Written task a
Filter the listing below and copy out each line that contains the string "window".

Page excerpt
**********

# CI owns 5 Vegas?



## ni8shadow (Jul 25, 2010)

Heard that 5 Vegas is actually a CI brand, like their "Legends." Any info on this?


----------



## wsamsky (Jun 1, 2010)

Where did you he's this from? I just looked around on five vegas' website and it lists CI as a retailer as well as cigar.com so I doubt it's a house brand but I could see them being owned by the same company.


----------



## ni8shadow (Jul 25, 2010)

From CA forums

Review: 5 Vegas Classic - Topic Powered by Social Strata

"5 Vegas is a very intriguing brand to me for several reasons: (1) the sticks come at an exceptional prices, (2) for the longest time I thought they were CI's house blend, and (3) the history of the smoke is just so interesting. *The very short of it is that 5 Vegas was a dying brand after the boom and Kieth Meier of CI bought up the lot and the name and started working to recreate the brand. He has done an exceptional job, pulling in 90+ ratings along the way*."


----------



## James4226c (Jul 16, 2010)

wsamsky said:


> Where did you he's this from? I just looked around on five vegas' website and it lists CI as a retailer as well as cigar.com so I doubt it's a house brand but I could see them being owned by the same company.


CI and cigar.com have the same address

Cigar.com - Info

Cigars International


----------



## wsamsky (Jun 1, 2010)

So it looks like their owned by the sam people as CI just not a "house brand?"


----------



## ni8shadow (Jul 25, 2010)

I wonder where they get there crop and where their stuff is produced?


----------



## dubgeek (Jun 25, 2010)

Interesting information. I had no idea. I enjoy them so, whatever they're doing and whoever owns them, keep it up!


----------



## jessejava187 (Aug 25, 2009)

Now it all makes sense, thats why they push that crap in or faces every 5 mins, things you learn,yet another reason to hate CI, Cigar.com and C-bid, they are all ownd by the same lot


----------



## AJ FERNANDEZ FAN (Aug 10, 2010)

FYI..... CI and Cigars.com are the same company!!!!


----------



## Scardinoz (Mar 15, 2010)

I found out about this a few months ago when I mentioned the 5 Vegas "A" Alpha to my B&M and he said, "Oh, you mean that Cigars International brand?"


----------



## shannensmall (Jun 30, 2010)

**********

Written task b
According to the review quoted in the forum thread, who from CI bought the 5 Vegas brand?

[Saved data entries]
**********

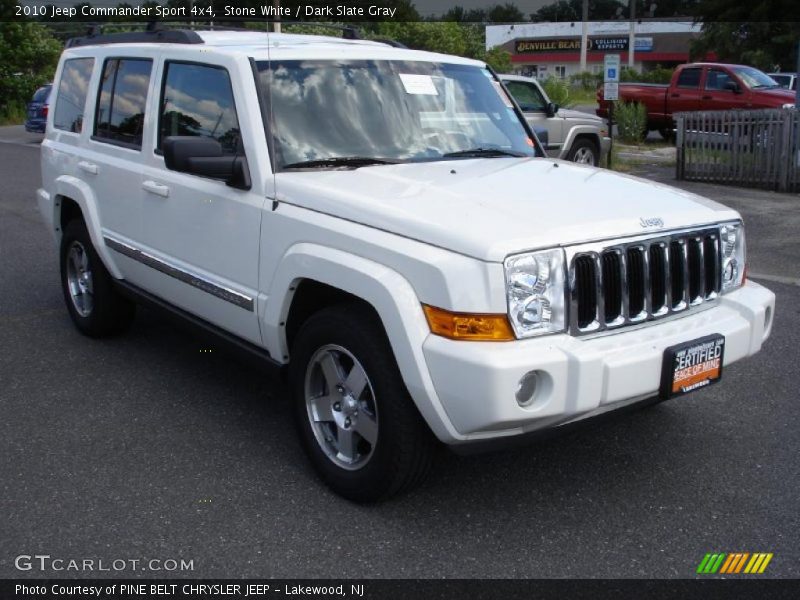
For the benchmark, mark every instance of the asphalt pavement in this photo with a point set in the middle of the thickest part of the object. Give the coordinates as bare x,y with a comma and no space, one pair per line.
147,447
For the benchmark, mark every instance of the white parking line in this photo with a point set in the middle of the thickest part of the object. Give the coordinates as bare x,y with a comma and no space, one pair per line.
775,278
21,143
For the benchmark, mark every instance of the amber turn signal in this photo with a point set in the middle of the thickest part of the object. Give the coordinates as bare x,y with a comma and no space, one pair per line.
466,326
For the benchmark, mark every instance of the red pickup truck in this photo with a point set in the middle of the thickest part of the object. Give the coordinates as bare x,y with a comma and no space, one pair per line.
701,86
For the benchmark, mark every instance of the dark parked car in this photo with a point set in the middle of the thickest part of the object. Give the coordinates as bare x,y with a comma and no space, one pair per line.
37,109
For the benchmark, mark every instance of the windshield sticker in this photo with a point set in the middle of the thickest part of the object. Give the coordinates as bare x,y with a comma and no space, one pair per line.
502,93
419,85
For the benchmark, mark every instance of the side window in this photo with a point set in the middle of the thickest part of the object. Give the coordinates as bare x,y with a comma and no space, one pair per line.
689,78
717,80
121,101
527,95
72,90
198,100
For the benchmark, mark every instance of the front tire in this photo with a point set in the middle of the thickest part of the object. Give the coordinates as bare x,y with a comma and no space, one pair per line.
96,308
584,152
356,420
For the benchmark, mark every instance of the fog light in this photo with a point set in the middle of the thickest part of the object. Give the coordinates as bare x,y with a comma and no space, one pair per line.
526,389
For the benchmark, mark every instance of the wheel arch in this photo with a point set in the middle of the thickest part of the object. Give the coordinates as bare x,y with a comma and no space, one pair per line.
73,198
581,132
337,276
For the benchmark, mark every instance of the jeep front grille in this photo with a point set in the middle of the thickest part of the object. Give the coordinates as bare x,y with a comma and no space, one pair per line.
620,283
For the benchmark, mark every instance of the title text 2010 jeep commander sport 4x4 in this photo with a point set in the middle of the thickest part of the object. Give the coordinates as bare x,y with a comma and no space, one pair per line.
382,221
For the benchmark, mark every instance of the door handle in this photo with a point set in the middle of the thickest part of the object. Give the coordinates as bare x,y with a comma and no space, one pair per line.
155,188
88,167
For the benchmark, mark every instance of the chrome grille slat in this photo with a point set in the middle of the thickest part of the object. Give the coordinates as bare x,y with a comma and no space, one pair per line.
671,273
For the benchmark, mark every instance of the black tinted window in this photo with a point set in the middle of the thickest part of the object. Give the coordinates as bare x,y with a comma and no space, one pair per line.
717,80
122,99
72,91
198,100
41,94
689,78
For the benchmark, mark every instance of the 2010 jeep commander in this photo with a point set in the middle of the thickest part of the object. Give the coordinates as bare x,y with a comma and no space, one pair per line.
383,222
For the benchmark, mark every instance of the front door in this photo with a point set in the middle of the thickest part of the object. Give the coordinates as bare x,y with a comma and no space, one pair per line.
200,237
534,106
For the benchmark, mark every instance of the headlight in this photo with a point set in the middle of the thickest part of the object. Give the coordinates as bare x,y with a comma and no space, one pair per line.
732,255
535,292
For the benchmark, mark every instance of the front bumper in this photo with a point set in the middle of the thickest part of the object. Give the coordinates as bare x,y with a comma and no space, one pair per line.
476,382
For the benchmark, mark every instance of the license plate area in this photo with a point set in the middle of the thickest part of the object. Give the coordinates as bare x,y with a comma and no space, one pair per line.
692,365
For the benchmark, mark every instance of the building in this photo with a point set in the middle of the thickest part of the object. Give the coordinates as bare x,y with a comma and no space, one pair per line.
545,49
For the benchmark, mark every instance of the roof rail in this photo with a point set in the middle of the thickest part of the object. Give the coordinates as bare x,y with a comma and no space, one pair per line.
349,32
153,35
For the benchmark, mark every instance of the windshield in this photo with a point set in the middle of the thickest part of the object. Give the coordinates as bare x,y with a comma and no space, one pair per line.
41,94
394,111
753,78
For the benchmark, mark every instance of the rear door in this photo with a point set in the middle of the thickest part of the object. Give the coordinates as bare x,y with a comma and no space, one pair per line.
686,94
112,163
200,236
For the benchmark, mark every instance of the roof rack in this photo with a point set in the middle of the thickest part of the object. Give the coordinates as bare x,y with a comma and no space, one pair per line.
153,35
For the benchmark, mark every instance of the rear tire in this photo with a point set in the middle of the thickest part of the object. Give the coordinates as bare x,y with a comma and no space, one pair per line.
96,308
584,152
356,420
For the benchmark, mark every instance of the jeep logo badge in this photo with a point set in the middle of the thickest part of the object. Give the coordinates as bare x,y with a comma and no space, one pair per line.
651,222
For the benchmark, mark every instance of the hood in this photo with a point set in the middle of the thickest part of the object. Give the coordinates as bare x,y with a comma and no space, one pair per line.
490,208
566,113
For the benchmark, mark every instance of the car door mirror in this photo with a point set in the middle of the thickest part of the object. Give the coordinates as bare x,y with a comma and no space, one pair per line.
203,156
542,134
732,86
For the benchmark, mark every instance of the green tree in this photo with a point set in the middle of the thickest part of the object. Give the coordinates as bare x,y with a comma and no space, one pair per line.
30,54
448,38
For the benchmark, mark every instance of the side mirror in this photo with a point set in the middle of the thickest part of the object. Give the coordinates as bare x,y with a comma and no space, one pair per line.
542,134
732,86
204,157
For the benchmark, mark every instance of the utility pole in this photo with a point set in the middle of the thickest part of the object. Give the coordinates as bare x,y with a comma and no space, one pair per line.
797,87
631,34
276,27
584,33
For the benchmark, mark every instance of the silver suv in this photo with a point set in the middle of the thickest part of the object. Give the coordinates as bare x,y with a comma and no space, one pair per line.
571,135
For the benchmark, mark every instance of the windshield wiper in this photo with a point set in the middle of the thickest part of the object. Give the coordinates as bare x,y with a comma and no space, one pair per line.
341,161
485,152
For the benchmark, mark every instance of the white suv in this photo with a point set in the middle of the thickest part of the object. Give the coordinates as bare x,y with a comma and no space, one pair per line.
382,222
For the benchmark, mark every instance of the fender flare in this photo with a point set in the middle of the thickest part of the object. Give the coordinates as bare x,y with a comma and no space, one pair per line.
388,292
574,132
77,190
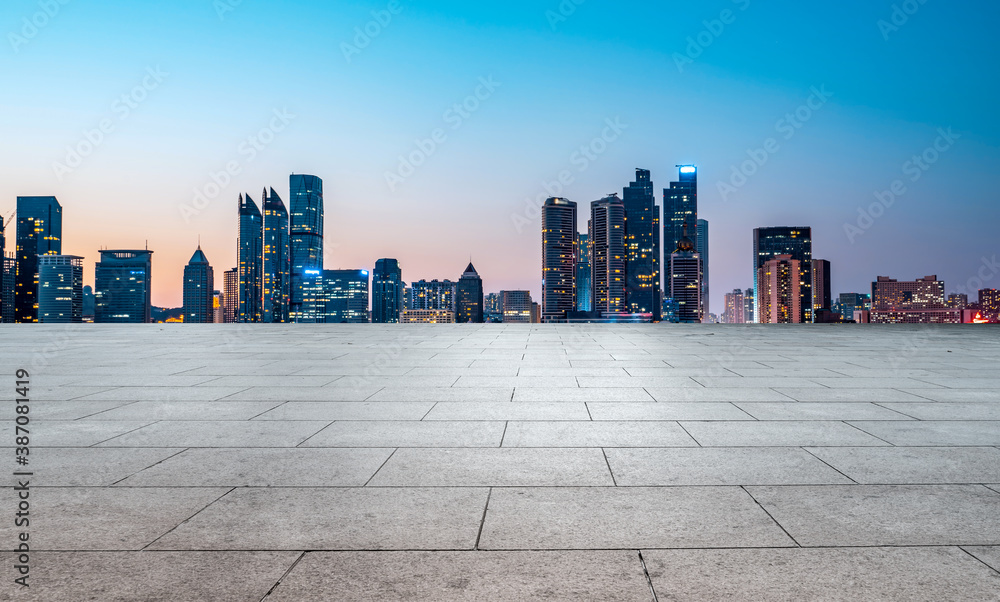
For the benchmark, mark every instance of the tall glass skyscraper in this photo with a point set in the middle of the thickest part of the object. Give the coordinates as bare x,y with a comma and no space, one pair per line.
768,243
199,290
607,236
251,256
559,248
39,232
60,289
306,242
469,297
387,292
123,287
277,284
642,247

**********

Result a
For the benchmark, mark every instance of the side window in this photo with a point set in the middle of the thickest part of the object. Give the coordinates as bare x,y with a comma and no space, one pair per line.
For the benchmark, mark every instance of the black tinted window in this photo with a point set in the middle of the thickest part of the object. Give the coordinates as bare x,y with a comma and no space, one pair per line.

Result b
Kieth Meier